▸ WRITTEN PROBLEM:
Return each of the entries below verbatim, without altering a single character.

▸ RAW RECORDS:

* * * * * * *

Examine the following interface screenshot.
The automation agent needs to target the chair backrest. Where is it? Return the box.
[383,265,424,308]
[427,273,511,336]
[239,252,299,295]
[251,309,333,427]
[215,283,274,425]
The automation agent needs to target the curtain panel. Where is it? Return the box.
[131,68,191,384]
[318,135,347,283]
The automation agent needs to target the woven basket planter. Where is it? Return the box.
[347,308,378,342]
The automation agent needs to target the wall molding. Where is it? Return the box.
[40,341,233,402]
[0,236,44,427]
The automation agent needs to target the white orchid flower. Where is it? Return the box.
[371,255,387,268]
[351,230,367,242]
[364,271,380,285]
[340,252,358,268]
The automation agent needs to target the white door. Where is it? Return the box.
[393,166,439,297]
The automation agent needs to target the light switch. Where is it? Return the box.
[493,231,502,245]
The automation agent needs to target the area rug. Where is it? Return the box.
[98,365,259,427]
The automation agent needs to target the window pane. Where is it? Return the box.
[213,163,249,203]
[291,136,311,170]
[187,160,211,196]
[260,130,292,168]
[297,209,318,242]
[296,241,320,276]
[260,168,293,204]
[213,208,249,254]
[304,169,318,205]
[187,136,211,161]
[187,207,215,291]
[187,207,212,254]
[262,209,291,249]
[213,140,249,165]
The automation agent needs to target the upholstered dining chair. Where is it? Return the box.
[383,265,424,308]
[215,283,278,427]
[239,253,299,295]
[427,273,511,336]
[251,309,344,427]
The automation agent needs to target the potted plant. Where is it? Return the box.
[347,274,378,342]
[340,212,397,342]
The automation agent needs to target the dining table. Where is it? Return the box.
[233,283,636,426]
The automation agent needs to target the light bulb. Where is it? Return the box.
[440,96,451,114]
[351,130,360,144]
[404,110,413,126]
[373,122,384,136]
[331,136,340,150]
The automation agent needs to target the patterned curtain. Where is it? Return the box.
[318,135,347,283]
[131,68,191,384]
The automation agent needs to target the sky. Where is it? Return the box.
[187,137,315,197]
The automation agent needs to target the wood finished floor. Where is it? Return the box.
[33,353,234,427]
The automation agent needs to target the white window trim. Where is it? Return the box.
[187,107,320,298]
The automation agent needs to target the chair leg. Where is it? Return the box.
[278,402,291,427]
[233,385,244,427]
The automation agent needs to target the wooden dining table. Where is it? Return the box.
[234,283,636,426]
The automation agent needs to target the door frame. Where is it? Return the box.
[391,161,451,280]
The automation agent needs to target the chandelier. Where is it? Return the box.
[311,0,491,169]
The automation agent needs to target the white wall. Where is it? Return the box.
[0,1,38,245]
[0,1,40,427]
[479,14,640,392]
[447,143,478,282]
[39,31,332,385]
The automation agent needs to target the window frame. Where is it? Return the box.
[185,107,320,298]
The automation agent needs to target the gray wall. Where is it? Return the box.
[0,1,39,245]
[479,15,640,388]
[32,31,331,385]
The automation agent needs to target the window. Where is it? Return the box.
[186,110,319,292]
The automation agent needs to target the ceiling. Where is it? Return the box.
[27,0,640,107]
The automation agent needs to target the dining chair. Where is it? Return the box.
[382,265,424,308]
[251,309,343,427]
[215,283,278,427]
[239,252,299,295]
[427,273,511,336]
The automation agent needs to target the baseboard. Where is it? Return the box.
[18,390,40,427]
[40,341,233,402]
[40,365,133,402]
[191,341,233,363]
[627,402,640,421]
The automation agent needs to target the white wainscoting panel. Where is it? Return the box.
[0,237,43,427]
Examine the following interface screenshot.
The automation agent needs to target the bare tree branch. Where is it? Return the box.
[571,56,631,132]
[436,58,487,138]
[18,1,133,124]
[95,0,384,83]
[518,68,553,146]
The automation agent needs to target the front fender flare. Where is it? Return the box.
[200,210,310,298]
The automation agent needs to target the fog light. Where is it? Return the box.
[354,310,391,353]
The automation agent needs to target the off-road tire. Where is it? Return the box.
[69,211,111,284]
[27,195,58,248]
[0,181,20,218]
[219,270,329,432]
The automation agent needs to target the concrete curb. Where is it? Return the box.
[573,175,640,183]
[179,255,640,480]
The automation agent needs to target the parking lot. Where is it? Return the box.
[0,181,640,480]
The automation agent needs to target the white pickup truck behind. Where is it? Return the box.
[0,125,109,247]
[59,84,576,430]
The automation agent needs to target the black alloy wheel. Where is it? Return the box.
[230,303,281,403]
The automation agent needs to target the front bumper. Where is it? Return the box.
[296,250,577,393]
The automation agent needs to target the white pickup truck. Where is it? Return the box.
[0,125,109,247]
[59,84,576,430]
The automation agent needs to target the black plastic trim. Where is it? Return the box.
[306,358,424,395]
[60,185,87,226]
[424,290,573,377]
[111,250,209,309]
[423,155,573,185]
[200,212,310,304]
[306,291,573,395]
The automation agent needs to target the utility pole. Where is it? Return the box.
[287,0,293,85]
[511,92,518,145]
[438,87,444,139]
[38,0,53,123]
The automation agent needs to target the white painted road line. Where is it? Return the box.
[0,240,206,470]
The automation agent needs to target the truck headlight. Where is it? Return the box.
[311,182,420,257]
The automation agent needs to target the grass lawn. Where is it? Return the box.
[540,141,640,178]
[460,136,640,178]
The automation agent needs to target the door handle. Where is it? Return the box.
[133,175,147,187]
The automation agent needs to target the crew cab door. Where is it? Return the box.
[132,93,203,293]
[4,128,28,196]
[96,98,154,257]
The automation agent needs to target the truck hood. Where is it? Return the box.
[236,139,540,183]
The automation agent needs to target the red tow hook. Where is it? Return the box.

* * * * * * *

▸ EXPECTED ANSWER:
Examine the following interface screenshot.
The automation agent needs to target the chair backrest. Where is it? Return the box.
[383,265,424,308]
[427,273,511,336]
[239,252,299,295]
[251,309,333,427]
[215,283,274,425]
The automation agent needs to target the curtain panel. Where is it? Return the box.
[131,68,191,384]
[318,135,347,283]
The automation agent needs to target the woven basket planter. Where is it? Return the box.
[347,308,378,342]
The automation agent needs to target the wall molding. Where is it? Return the box.
[40,341,233,402]
[0,236,44,427]
The automation agent needs to target the white orchid flower. Where is it? Return the box.
[371,255,387,268]
[351,230,367,242]
[364,271,380,285]
[340,252,358,268]
The automation agent needs to target the white door. Where is it? Return the box.
[393,166,439,297]
The automation agent needs to target the light switch. Where is it? Return the box.
[493,231,502,245]
The automation agent needs to target the area rug. Where is it? Return the box.
[98,365,259,427]
The automation agent needs to target the window pane. Where is it? Return the box.
[213,163,249,203]
[291,136,311,170]
[187,160,211,196]
[260,130,292,168]
[297,209,318,242]
[296,241,320,276]
[260,168,293,204]
[213,208,249,254]
[304,169,318,205]
[187,136,211,161]
[187,207,215,291]
[187,207,212,254]
[262,209,291,249]
[213,140,249,165]
The automation agent needs to target the upholstered dining chair. Where is it? Return the box.
[383,265,424,308]
[215,283,278,427]
[239,253,299,295]
[427,273,511,336]
[251,309,344,427]
The automation agent needs to target the potted plant. Where is it? Return the box.
[347,274,378,342]
[340,212,397,342]
The automation agent needs to target the dining table. Where is it? Return the box.
[233,283,636,426]
The automation agent needs to target the light bulb. Where is it? Return the box.
[440,96,451,114]
[351,130,360,144]
[404,110,413,126]
[373,122,384,136]
[331,136,340,150]
The automation agent needs to target the patterned curtain. Where is it? Return the box.
[318,135,347,283]
[131,68,191,384]
The automation agent needs to target the sky. Where is it? Return the box.
[187,137,315,197]
The automation agent needs to target the wood finished floor. Where is it? Return the box.
[33,353,234,427]
The automation agent needs to target the white window trim. Where is it? Return the box.
[187,107,320,298]
The automation agent needs to target the chair leg. Where is it? Return the box.
[278,402,291,427]
[233,385,244,427]
The automation agent needs to target the wooden dining table. Where is it? Return the box.
[234,283,636,426]
The automation agent needs to target the door frame. Where is it? Return the box.
[391,161,451,280]
The automation agent needs to target the chandelier. Where is it? Return the box.
[311,0,491,169]
The automation agent needs to target the white wall. Where is it? Return the box.
[0,1,38,245]
[0,1,40,427]
[479,14,640,392]
[447,143,478,282]
[39,31,332,385]
The automation agent needs to target the window frame. Where is it? Return the box.
[185,107,320,298]
The automation agent needs to target the gray wall. Where is it? Return the box.
[0,1,39,245]
[479,15,640,388]
[32,31,331,385]
The automation agent needs to target the window. Where is it? Return the box.
[186,110,319,292]
The automation agent needs to target the ceiling. Where is it? Return the box.
[27,0,640,107]
The automation agent needs to target the dining chair. Where is it? Return the box.
[382,265,424,308]
[251,309,343,427]
[215,283,278,427]
[239,252,299,295]
[427,273,511,336]
The automation agent needs to target the baseboard. Where is it? Return the box.
[18,390,40,427]
[40,341,233,402]
[40,365,133,402]
[191,341,233,363]
[627,402,640,421]
The automation agent needs to target the white wainscoting panel. Where is it? Return the box.
[0,237,43,427]
Examine the following interface screenshot.
The automation agent needs to target the bare tree branch. Where is it? Return the box.
[571,56,631,132]
[436,58,487,138]
[18,1,133,124]
[95,0,384,83]
[518,68,553,146]
The automation agent needs to target the front fender flare. Where is it? Return the box.
[200,210,310,298]
The automation agent needs to target the fog light. Where is it? Return the box.
[354,310,391,353]
The automation agent needs to target the off-road tire. Where is it? Return the box.
[69,211,111,284]
[27,195,58,248]
[0,181,20,218]
[219,270,329,432]
The automation agent needs to target the concrete curb. Where is it? Return the box.
[573,175,640,183]
[179,255,640,480]
The automation agent needs to target the parking lot. Where is it? Return the box.
[0,181,640,480]
The automation agent needs to target the white pickup truck behind. Where is it? Return the box.
[0,125,109,247]
[59,84,576,430]
The automation agent needs to target the black alloy wheel. Where is it? Return the box.
[230,303,281,403]
The automation agent needs to target the front bumper. Where is it? Return the box.
[296,250,577,393]
The automation agent needs to target the white pickup truck. Where is it? Return the box.
[0,125,109,247]
[59,84,576,430]
The automation agent needs to target the black plastic trim. Where is it? Return the box.
[306,358,424,395]
[60,185,87,226]
[424,290,573,377]
[111,250,209,309]
[423,155,573,185]
[200,212,310,304]
[306,291,573,395]
The automation agent needs to target the utility pole. Where is it? Return the box.
[287,0,293,85]
[511,92,518,145]
[438,87,444,139]
[38,0,53,123]
The automation agent needs to target the white painted road line. Where is it? Return the box.
[0,240,206,470]
The automation agent needs to target the truck headlight. Where is it? Return the box.
[311,182,420,257]
The automation agent needs to target the grass lawn. Where is it? Return the box.
[540,141,640,178]
[460,136,640,178]
The automation agent needs to target the door handle. Where is it? Return the box.
[133,175,147,187]
The automation agent needs to target the crew cab door. Where is it? Return the box.
[132,93,203,293]
[4,128,28,196]
[96,98,154,257]
The automation agent needs to target the truck hood. Where is it? Return the box.
[236,139,540,183]
The automation agent needs to target the red tow hook. Where is it? Return the box.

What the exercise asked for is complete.